Doch wenige Tage vor dem Erscheinen dieses Beitrags tauchte die erste Version einer Metastudie auf, die heftig widerspricht. Ausgangspunkt war die reine Neugier. Die Ökonomen David Neumark, der im kalifornischen Irvine forscht, und Peter Shirley, der für ein überparteiliches Komitee des Parlamentes in West Virginia arbeitet, wollten sich einmal einen systematischen Überblick über den Forschungsstand verschaffen. Sie fanden allein 66 Studien, die sich seit 1992 mit dem Mindestlohn in den Vereinigten Staaten befasst hatten. Für all diese Studien schrieben sie die Verfasser an und baten um eine standardisierte Version der Ergebnisse: Welchen Effekt hat die Studie gefunden, und wie sicher scheint dieser Effekt?

Die Autoren von 57 Studien antworteten, einige mit mehreren Teilergebnissen, und ihre Antworten fielen unerwartet deutlich aus: 80 Prozent der Studien hatten einen negativen Effekt auf die Beschäftigung gefunden, davon waren 50 Prozentpunkte signifikant. Die Autoren der Übersicht jedenfalls folgern: „Es überwiegen eindeutig die negativen Schätzungen.“

Warum so viele prominente Ökonomen in den vergangenen Jahren anderes behauptet haben, bleibt offen. Möglicherweise sind auch Wissenschaftler nur Menschen – und die nehmen Wissen oft eher so wahr, dass es die eigenen Vorlieben bestätigt.

* * * * *

AUFGABE A: Skaliere in den Einträgen vom Anfang bis einschließlich der Zeile mit „423,372,722,525“ alle Koordinaten in den Antworten mit dem Faktor 1,1 und runde auf ganze Zahlen, wobei Hälften aufgerundet werden. Gib nur diese Zeilen samt den Anfragen erneut aus und lass die Bilder weg.
Die Einträge stehen in keinem Zusammenhang mit dem Text.

DIE EINGABE:

* * * * *

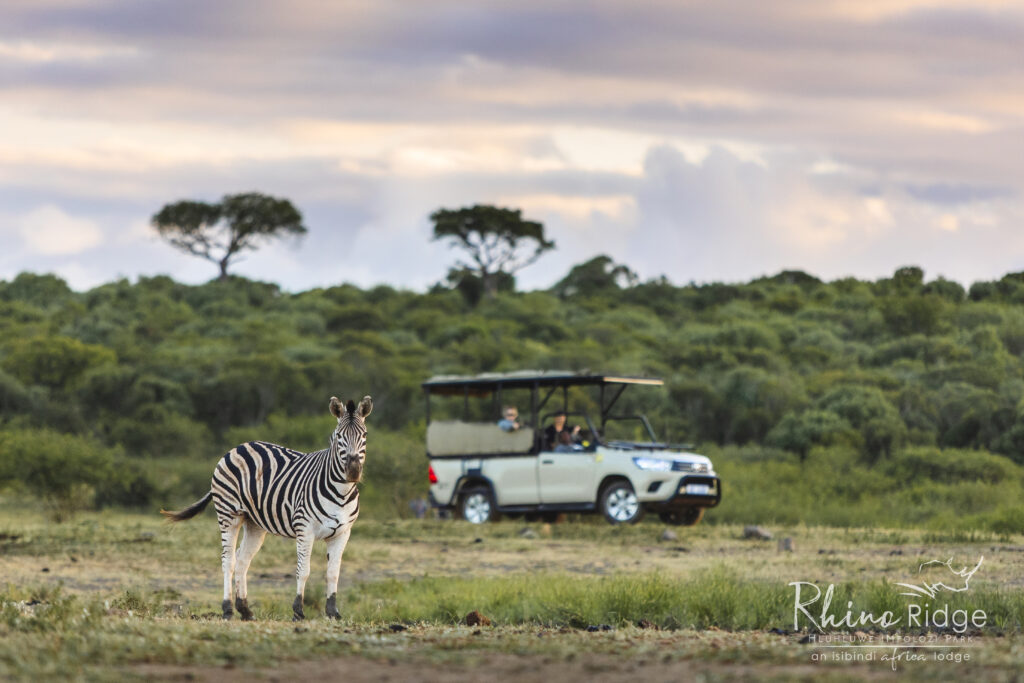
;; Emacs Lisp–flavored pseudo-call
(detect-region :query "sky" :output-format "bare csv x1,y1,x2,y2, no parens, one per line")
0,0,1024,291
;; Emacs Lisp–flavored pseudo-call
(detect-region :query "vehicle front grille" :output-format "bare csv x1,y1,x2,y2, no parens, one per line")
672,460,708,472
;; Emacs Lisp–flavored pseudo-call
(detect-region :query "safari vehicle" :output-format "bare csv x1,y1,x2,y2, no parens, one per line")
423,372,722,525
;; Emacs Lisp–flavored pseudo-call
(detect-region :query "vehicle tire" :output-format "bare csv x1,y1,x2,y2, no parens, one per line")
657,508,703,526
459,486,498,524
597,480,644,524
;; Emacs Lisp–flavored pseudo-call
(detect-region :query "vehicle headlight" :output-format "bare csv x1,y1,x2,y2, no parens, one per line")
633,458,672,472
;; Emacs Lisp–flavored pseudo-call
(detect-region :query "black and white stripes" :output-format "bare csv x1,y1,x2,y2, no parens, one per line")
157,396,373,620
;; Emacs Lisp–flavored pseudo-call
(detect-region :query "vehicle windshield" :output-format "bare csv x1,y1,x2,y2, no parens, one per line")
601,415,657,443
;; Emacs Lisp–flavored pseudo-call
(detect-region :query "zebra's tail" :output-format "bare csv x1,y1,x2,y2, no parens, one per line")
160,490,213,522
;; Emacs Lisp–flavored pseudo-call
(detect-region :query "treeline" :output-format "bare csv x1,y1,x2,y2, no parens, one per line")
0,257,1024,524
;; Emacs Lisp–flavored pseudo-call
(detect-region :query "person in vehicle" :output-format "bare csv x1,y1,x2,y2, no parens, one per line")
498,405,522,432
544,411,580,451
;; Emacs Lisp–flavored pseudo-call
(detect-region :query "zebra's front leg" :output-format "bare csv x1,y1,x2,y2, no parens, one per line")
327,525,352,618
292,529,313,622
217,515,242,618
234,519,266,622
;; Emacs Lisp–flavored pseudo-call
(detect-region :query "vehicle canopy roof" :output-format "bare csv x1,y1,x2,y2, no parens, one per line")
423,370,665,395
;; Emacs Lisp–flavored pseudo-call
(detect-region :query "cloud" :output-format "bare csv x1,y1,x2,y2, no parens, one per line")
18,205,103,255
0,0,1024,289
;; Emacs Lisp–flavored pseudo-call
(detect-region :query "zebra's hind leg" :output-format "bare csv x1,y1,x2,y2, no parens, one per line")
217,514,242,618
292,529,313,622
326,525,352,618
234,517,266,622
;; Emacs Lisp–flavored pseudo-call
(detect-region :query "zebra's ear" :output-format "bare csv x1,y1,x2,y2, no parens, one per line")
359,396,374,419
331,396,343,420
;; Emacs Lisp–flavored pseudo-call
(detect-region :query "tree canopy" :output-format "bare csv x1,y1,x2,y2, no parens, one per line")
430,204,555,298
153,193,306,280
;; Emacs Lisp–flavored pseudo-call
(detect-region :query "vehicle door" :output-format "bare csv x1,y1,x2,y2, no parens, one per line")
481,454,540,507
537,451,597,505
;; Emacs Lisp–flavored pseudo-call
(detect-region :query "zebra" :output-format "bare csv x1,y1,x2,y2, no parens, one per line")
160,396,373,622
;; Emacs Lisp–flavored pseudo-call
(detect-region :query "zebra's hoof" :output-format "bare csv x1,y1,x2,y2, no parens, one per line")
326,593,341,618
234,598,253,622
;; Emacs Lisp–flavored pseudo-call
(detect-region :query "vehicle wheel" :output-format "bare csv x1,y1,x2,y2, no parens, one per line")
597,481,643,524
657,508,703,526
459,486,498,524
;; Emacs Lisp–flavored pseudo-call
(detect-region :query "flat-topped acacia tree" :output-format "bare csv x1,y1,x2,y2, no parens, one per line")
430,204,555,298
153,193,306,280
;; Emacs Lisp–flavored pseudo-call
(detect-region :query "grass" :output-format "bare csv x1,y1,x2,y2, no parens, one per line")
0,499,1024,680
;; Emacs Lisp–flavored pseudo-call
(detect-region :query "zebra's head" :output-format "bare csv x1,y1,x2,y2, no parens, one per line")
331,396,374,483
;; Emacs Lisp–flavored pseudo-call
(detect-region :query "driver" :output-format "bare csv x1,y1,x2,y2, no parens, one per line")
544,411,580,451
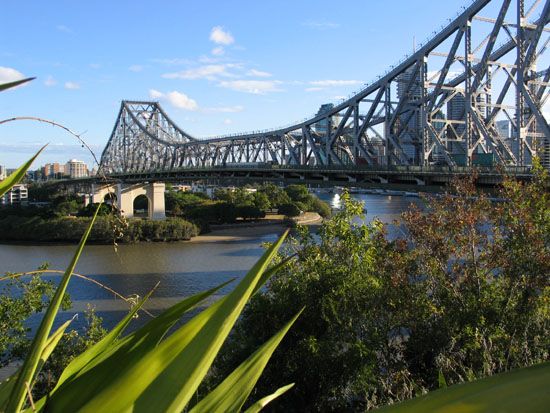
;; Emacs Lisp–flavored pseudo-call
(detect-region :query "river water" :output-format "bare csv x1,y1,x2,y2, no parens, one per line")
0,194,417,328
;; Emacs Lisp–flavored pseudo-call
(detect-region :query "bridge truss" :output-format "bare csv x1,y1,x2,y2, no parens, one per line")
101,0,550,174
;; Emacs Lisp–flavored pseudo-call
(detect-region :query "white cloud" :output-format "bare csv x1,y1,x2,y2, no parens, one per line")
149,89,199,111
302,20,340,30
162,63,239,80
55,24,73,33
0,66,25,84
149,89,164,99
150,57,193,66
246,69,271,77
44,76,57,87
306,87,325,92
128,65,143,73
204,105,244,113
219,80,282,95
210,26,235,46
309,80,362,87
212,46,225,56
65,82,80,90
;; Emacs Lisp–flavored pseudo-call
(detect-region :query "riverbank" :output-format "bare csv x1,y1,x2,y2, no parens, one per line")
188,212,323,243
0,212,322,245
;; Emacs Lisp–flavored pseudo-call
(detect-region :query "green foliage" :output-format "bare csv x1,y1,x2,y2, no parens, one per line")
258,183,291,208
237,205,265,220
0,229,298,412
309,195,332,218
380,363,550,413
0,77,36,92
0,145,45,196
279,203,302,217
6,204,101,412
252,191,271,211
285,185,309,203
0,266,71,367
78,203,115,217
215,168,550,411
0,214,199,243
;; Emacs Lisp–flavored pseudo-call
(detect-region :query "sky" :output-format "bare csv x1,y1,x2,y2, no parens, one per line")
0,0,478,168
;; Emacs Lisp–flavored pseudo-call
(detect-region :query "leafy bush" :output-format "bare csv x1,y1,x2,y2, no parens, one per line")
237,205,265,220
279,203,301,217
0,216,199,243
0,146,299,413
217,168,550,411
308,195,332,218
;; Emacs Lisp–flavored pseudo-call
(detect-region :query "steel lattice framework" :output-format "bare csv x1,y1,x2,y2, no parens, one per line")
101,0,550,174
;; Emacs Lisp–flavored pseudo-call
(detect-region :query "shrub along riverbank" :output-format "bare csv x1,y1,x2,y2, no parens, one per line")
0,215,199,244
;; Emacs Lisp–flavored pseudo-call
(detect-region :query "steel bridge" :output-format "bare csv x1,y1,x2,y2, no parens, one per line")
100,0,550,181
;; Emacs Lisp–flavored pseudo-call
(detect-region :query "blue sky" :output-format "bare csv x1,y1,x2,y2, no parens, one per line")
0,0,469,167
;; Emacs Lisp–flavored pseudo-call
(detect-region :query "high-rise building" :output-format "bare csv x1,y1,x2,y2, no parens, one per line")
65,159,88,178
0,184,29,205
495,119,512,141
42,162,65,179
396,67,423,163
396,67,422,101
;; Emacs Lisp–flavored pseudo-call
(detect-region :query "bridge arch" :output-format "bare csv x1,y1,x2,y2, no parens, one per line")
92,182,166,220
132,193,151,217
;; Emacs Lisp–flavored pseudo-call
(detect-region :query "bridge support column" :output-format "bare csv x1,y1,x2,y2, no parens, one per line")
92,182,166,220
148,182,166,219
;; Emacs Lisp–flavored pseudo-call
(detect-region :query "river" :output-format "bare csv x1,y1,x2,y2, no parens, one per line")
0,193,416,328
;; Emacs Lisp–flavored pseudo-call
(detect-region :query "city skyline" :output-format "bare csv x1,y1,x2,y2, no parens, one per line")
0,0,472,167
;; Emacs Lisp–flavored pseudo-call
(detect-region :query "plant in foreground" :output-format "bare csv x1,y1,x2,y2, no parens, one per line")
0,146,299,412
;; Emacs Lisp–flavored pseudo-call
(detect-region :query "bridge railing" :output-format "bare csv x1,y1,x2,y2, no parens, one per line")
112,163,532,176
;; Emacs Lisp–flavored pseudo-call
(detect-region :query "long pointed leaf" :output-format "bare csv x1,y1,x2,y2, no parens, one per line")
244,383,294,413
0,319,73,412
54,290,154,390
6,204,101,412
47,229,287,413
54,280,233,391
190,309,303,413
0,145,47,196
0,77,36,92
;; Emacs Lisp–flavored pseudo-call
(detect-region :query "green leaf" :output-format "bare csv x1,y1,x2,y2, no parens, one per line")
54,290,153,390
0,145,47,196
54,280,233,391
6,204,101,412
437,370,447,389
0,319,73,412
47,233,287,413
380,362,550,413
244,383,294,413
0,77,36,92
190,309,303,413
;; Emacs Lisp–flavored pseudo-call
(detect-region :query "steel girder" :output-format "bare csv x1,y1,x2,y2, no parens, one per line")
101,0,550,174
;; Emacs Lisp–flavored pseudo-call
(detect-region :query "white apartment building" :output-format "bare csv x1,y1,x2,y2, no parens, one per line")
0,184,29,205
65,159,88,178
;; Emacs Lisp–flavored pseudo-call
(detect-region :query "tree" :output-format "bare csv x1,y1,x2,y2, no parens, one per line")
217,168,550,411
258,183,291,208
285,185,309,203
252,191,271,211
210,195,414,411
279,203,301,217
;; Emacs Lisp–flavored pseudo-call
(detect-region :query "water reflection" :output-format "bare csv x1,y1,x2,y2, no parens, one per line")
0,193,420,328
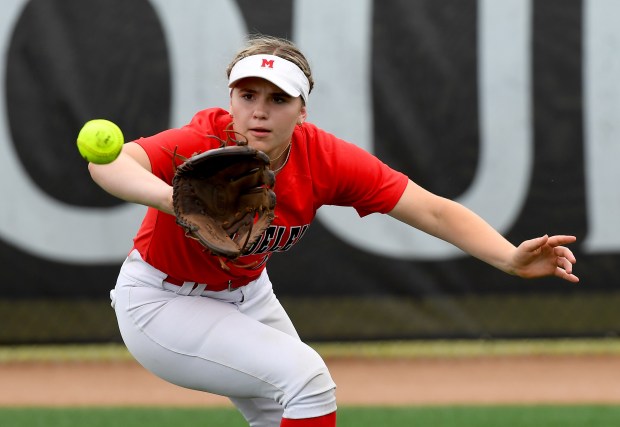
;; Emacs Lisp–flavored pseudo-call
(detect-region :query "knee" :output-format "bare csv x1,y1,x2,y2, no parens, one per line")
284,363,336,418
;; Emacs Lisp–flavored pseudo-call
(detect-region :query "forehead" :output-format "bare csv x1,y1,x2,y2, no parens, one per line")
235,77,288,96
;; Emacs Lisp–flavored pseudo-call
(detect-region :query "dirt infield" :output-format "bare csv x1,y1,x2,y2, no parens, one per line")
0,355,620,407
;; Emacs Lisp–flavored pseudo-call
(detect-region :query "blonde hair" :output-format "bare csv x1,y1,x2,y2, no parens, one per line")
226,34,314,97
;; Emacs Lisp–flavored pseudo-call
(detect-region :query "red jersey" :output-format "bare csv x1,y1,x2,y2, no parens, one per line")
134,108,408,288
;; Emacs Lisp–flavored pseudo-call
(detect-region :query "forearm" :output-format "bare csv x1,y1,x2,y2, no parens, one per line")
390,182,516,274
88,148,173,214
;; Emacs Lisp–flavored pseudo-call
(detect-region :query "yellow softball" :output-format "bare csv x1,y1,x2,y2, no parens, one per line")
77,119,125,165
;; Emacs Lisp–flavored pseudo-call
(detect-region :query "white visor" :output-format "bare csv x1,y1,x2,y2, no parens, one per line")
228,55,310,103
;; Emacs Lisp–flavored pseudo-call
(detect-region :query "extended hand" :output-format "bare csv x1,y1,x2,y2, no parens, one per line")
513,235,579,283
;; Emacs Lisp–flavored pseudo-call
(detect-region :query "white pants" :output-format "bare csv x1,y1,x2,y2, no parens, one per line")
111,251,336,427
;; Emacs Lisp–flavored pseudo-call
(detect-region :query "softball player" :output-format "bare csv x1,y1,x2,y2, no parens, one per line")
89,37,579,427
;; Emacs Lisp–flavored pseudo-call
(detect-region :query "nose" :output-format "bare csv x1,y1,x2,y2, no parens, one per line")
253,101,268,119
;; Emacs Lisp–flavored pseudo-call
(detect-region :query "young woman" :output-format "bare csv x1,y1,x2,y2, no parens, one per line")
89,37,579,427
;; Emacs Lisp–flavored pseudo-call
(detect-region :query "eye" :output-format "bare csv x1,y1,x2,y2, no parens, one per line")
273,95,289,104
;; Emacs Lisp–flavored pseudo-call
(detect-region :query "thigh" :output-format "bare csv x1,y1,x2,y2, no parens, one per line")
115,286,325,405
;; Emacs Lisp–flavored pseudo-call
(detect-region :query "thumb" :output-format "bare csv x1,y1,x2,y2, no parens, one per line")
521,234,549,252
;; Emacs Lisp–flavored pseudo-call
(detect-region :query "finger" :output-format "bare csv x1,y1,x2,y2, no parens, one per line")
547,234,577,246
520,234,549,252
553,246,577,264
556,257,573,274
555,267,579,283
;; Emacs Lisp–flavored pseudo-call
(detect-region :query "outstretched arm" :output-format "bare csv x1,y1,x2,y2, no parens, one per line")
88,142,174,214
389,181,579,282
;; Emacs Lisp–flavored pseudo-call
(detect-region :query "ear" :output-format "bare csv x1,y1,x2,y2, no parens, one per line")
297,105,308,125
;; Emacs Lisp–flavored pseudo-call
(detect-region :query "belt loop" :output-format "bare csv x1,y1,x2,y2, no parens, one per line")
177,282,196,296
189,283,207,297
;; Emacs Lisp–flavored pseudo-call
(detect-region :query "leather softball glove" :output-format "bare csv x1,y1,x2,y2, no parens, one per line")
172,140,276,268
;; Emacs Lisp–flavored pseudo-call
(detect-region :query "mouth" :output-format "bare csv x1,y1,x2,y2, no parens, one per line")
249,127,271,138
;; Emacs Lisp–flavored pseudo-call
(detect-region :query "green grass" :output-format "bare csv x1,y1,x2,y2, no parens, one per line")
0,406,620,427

* * * * *

AUFGABE B: Schreib den Abschnitt des Textes von „Doch wenige Tage“ bis „scheint dieser Effekt?“ wortgetreu nieder.

LÖSUNG A:
;; Emacs Lisp–flavored pseudo-call
(detect-region :query "sky" :output-format "bare csv x1,y1,x2,y2, no parens, one per line")
0,0,1126,320
;; Emacs Lisp–flavored pseudo-call
(detect-region :query "vehicle front grille" :output-format "bare csv x1,y1,x2,y2, no parens, one per line")
739,506,779,519
;; Emacs Lisp–flavored pseudo-call
(detect-region :query "safari vehicle" :output-format "bare csv x1,y1,x2,y2, no parens, one per line")
465,409,794,578

LÖSUNG B:
Doch wenige Tage vor dem Erscheinen dieses Beitrags tauchte die erste Version einer Metastudie auf, die heftig widerspricht. Ausgangspunkt war die reine Neugier. Die Ökonomen David Neumark, der im kalifornischen Irvine forscht, und Peter Shirley, der für ein überparteiliches Komitee des Parlamentes in West Virginia arbeitet, wollten sich einmal einen systematischen Überblick über den Forschungsstand verschaffen. Sie fanden allein 66 Studien, die sich seit 1992 mit dem Mindestlohn in den Vereinigten Staaten befasst hatten. Für all diese Studien schrieben sie die Verfasser an und baten um eine standardisierte Version der Ergebnisse: Welchen Effekt hat die Studie gefunden, und wie sicher scheint dieser Effekt?